読むべき抜粋:
▬▬▬▬▬▬
ホーム >> 【個人のお客様への調査内容】 紛争事例


※「千葉県宅地建物取引業協会 研修会テキスト」 から抜粋したものです。
不動産j購入前の事前確認、紛争事例
日照の説明を怠った

売主業者が、日照に関して誤った説明をし、売買代金の返還が命じられたケース


 紛争内容
  1. 買主Aは老齢であり、今後の夫婦の生活の場としで日当たりの良好な住宅の購入を希望していた。
  2. 買主Aが売主業者Bから紹介された物件は、Bの自社物件で14階建マンションの7階部分であるが、マンションの位置・構造から午前中のみ日照のある物件であった。
  3. 買主Aは、物件購入に際し、売主業者Bに対して午前中の日当たりの良好なことを確認し、さらに物件の東南に隣接する空地に何が建築されるかを確認したところ、Bは、7階建のビルが建築されるがマンションの7階部分と同じ程度の高さであり、また、マンションとは距離もあるので日照には影響はないと説明した。Aは、Bの説明を信じて売買契約を締結した。
  4. 売主業者Bは、売買契約を締結した翌日に、隣接地に計画中のビルの建築概要説明書の写しを買主Aに交付したが、説明書中の日影図については業者自身がその見方がわからないこともあってAに対する説明をしなかった。
  5. 決済・引渡しが終わって1月位した後、買主Aは、他の用件で売主業者Bを訪れたところ、隣接地に計画されているビルは7階とはいっても地上の高さはマンションの11階の高さ(31m)に相当すること、およびこのビルが完成すれば本物件には一日中日があたらないことを知らされた。
  6. 驚いた買主Aは、マンションの管理人を訪れ質問したところ、管理人は、ビル建築計画に関する近隣説明会資料中の日影図を示して、隣接ビルが完成すれば一日中日があたらないことを説明した。
  7. 買主Aは、売主業者Bに対し、当該物件に関する売買契約は錯誤により無効であるから売買代金5、700万円全額を返還せよと請求した。


【買主Aの言い分】

業者から午前中は日があたるとの説明を聞いていたので購入した。日があたらないのならば、契約は錯誤により無効である。


【売主Bの言い分】

日照が確保されるか否かという問題は、買主Aが物件を購入する際の動機の問題であって、そのような動機は売買契約の要素にはならない。
したがって、売買契約は有効であり、売買代金は返還できない。


【本事案の問題点】

売主業者Bは、買主Aから本物件の購入の重要な条件として、「日照の確保」の申入れを受けていた。
しかし、Bはこの件に関する調査を怠り、結果的には、調査・告知義務に反し、Aに不測の迷惑をおよぼした。


【本事案の結末】

買主Aは、売買契約前から日照を非常に重視しており、当該マンションに午前中日照があることを確認したところ、売主業者Bは隣接計画ビルが計画上7階建となっていたところから本件マンションと同程度の高さと誤信して、隣接計画ビルの完成後も当該マンションには午前中は日があたる旨の説明をした。
▬▬▬▬▬▬
作業の指示:
**A)** 日照をめぐる紛争事例の抜粋で、買主Aが売主業者Bから紹介された物件は何階建てマンションの何階部分か。
**B)** 記録の冒頭から「pixel 354 556」を含む行までを、両端の行も含めて一字一句変えずに書き写せ。
上の抜粋と以下の記録は互いに無関係である。

(ポイント注釈データセットの記録)
▬▬▬▬▬▬
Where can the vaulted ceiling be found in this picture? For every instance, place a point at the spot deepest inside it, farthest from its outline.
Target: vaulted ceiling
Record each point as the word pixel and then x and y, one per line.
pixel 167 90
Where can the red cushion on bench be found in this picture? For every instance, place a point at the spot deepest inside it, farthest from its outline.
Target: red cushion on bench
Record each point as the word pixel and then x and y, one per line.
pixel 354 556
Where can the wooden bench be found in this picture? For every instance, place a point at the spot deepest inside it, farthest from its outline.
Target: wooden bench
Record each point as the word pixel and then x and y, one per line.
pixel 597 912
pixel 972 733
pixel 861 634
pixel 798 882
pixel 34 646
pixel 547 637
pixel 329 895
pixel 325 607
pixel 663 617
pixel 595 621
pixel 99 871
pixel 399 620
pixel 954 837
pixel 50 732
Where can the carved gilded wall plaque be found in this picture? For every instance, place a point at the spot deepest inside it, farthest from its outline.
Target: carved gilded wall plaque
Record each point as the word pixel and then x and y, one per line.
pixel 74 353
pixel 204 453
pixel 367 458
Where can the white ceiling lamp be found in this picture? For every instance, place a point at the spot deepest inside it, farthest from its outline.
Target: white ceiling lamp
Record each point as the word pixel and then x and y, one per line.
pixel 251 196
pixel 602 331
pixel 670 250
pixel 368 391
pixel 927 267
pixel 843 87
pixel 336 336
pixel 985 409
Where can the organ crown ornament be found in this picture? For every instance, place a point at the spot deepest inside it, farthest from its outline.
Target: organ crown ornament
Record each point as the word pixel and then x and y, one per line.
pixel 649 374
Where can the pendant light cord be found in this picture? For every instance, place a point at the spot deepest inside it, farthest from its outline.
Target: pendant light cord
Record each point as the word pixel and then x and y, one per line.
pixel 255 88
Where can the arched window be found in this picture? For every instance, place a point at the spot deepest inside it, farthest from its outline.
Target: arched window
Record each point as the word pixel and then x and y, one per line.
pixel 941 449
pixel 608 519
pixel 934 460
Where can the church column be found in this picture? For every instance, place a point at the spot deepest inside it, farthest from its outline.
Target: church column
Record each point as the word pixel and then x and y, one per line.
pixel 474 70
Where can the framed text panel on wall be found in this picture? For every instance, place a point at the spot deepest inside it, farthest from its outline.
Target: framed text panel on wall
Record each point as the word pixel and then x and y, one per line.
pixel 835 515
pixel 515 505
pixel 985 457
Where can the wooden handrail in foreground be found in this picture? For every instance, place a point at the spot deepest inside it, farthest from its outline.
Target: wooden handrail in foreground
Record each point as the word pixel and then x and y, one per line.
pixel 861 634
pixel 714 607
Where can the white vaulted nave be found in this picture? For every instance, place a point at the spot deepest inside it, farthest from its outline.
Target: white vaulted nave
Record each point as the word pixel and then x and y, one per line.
▬▬▬▬▬▬
課題ごとの解答:
**A)** 14階建マンションの7階部分。

**B)**
Where can the vaulted ceiling be found in this picture? For every instance, place a point at the spot deepest inside it, farthest from its outline.
Target: vaulted ceiling
Record each point as the word pixel and then x and y, one per line.
pixel 167 90
Where can the red cushion on bench be found in this picture? For every instance, place a point at the spot deepest inside it, farthest from its outline.
Target: red cushion on bench
Record each point as the word pixel and then x and y, one per line.
pixel 354 556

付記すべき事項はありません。